Stored data:
= = =
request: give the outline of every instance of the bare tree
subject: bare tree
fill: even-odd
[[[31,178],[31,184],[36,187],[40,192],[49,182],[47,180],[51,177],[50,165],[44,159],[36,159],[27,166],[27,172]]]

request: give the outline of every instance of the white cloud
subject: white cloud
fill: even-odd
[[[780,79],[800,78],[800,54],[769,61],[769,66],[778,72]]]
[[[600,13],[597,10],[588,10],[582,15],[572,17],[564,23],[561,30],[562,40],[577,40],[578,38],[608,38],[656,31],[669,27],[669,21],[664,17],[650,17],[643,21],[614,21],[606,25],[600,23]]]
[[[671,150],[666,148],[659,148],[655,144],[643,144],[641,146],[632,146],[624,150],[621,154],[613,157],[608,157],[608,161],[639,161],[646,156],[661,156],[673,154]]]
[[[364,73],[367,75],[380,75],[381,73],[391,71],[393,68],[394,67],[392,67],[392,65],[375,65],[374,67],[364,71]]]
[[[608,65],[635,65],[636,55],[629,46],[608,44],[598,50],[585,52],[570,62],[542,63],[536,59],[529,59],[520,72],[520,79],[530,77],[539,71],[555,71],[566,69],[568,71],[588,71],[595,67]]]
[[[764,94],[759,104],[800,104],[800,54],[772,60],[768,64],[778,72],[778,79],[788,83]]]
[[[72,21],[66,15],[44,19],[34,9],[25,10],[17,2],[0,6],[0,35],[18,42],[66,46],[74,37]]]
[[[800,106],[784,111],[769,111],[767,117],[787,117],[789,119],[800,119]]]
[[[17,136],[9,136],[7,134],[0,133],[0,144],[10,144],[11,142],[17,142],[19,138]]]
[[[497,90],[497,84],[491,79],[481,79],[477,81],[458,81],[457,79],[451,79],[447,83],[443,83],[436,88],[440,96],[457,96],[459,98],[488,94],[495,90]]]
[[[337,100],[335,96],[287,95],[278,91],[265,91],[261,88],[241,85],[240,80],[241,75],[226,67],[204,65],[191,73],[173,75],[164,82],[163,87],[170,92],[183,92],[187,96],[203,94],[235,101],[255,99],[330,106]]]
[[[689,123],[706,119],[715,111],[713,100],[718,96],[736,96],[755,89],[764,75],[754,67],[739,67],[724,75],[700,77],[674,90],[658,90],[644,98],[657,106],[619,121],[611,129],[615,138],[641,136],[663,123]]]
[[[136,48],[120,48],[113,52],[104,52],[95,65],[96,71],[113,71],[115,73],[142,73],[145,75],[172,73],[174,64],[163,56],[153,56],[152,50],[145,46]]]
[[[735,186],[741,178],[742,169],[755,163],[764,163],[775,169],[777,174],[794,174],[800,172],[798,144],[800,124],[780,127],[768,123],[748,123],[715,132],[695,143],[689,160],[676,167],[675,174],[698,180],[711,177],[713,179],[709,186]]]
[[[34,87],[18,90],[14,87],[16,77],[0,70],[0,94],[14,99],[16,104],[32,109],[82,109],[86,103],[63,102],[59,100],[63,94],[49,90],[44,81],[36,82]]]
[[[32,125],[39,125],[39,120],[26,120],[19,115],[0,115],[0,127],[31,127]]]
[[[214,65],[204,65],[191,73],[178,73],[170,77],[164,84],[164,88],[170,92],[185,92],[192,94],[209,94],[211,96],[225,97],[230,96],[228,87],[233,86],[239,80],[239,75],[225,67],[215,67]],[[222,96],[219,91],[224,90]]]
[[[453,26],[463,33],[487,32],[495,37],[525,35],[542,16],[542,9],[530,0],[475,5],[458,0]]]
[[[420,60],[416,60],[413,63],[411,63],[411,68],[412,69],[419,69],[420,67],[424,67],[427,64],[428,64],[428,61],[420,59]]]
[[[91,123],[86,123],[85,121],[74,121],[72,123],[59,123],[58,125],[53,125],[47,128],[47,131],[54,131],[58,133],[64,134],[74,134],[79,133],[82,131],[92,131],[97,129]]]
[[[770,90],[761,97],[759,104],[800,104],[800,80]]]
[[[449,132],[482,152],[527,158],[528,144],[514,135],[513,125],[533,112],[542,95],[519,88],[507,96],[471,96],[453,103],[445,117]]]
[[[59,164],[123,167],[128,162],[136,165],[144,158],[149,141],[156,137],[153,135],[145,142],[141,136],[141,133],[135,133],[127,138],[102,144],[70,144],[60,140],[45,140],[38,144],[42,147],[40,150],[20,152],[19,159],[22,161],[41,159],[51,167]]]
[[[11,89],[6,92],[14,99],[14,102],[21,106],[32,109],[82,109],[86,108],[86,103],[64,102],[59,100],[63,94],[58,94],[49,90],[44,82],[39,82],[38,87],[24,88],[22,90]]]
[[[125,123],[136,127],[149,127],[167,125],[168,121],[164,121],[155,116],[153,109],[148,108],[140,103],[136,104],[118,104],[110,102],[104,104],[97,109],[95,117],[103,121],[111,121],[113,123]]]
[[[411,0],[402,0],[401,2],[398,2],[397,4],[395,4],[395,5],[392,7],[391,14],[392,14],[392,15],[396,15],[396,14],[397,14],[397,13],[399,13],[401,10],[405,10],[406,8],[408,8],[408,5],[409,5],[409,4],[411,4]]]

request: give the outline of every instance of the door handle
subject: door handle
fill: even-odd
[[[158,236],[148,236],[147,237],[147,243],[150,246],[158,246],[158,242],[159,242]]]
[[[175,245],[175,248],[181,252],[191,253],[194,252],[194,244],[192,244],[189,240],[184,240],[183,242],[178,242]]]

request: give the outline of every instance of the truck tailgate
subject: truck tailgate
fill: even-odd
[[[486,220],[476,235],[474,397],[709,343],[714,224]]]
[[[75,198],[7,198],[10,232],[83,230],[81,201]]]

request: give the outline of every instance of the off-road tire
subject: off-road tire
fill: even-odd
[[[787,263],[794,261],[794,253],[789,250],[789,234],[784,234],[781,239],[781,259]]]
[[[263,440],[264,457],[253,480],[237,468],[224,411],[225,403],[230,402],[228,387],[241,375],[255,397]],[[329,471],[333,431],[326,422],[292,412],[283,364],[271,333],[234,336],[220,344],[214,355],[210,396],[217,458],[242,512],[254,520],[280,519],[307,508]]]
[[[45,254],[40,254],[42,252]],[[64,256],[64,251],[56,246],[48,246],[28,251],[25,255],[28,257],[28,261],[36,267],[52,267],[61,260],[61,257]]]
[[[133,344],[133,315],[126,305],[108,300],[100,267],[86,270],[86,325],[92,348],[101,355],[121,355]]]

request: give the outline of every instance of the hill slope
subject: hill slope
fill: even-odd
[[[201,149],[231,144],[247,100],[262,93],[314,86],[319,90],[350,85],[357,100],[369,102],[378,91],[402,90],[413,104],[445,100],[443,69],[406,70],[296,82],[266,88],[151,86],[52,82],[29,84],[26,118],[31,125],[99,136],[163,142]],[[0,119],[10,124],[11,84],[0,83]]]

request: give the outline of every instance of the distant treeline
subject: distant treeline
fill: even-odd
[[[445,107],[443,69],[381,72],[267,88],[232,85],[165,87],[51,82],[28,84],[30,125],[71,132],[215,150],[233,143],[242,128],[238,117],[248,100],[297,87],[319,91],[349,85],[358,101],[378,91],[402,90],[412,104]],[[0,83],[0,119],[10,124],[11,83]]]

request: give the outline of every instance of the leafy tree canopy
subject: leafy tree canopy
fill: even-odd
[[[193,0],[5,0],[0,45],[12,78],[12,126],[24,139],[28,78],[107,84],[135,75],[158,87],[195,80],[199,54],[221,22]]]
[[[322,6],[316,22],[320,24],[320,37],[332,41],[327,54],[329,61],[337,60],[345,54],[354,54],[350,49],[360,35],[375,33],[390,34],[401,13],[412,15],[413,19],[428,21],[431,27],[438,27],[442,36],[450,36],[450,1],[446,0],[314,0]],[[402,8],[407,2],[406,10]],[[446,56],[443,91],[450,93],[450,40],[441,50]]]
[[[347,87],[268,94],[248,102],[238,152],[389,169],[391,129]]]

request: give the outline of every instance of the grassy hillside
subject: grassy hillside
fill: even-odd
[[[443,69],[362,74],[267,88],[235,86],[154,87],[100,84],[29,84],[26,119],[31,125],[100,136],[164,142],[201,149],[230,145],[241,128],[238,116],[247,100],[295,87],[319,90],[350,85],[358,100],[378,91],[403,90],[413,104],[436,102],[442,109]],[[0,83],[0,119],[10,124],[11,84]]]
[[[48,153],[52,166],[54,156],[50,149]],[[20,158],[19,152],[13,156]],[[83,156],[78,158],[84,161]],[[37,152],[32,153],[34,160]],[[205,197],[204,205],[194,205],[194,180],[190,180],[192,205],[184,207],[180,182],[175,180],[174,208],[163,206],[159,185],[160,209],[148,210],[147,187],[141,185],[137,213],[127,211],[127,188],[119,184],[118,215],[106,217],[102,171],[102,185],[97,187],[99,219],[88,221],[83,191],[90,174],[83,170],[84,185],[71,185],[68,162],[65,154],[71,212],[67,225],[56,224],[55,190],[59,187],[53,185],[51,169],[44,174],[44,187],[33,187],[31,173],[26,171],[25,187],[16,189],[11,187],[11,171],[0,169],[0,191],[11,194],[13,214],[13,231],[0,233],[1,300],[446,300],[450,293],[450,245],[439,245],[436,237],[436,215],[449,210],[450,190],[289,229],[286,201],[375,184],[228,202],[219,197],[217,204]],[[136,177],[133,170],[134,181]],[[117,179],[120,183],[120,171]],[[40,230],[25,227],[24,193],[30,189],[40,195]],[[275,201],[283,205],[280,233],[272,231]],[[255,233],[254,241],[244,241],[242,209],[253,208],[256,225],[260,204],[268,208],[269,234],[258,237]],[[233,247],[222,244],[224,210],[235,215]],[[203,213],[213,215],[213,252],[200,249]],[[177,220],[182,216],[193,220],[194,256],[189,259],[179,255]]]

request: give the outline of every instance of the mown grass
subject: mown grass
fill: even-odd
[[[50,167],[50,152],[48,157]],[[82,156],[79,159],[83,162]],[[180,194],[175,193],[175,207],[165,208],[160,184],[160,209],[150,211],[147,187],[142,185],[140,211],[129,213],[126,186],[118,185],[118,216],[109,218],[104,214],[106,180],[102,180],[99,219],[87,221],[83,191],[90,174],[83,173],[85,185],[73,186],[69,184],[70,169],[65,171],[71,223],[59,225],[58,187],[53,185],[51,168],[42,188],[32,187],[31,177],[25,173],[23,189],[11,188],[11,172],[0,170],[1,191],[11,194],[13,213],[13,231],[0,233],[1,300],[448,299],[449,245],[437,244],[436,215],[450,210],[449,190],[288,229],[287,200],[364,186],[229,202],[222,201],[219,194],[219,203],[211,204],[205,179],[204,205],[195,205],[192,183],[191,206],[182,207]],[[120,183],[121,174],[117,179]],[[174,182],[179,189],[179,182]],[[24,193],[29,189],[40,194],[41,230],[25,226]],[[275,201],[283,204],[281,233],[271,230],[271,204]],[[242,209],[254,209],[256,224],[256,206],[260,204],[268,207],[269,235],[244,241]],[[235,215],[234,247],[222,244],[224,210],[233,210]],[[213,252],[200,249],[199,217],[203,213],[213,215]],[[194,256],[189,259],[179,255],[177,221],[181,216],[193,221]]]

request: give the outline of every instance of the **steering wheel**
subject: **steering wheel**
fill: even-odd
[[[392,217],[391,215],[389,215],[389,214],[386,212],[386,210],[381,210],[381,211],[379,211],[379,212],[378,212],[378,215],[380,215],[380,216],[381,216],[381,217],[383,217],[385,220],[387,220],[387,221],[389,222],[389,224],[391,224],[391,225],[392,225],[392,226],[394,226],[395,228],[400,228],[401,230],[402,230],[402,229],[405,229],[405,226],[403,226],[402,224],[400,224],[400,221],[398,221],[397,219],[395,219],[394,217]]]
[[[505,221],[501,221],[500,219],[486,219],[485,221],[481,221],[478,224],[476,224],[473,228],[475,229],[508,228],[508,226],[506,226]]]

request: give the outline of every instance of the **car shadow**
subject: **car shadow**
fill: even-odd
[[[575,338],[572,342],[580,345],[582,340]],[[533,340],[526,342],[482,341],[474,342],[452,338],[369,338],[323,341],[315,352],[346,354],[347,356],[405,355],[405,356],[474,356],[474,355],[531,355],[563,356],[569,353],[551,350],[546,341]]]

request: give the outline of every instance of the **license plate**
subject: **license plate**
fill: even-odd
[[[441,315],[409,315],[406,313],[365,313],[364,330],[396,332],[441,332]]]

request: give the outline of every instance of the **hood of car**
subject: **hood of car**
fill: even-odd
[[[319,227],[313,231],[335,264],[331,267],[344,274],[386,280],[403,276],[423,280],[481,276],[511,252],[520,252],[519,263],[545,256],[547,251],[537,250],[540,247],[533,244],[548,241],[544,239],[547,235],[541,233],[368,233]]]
= = =
To do: Which lines run from the one holding "subject: truck tailgate" through the one holding "subject: off-road tire" in the records above? Repeat them exactly, both included, and nothing more.

Solution to this task:
subject: truck tailgate
fill: even-odd
[[[486,220],[476,235],[474,397],[709,343],[714,224]]]
[[[75,198],[7,198],[10,232],[83,230],[81,201]]]

request: give the outline of every instance of the off-road tire
subject: off-road tire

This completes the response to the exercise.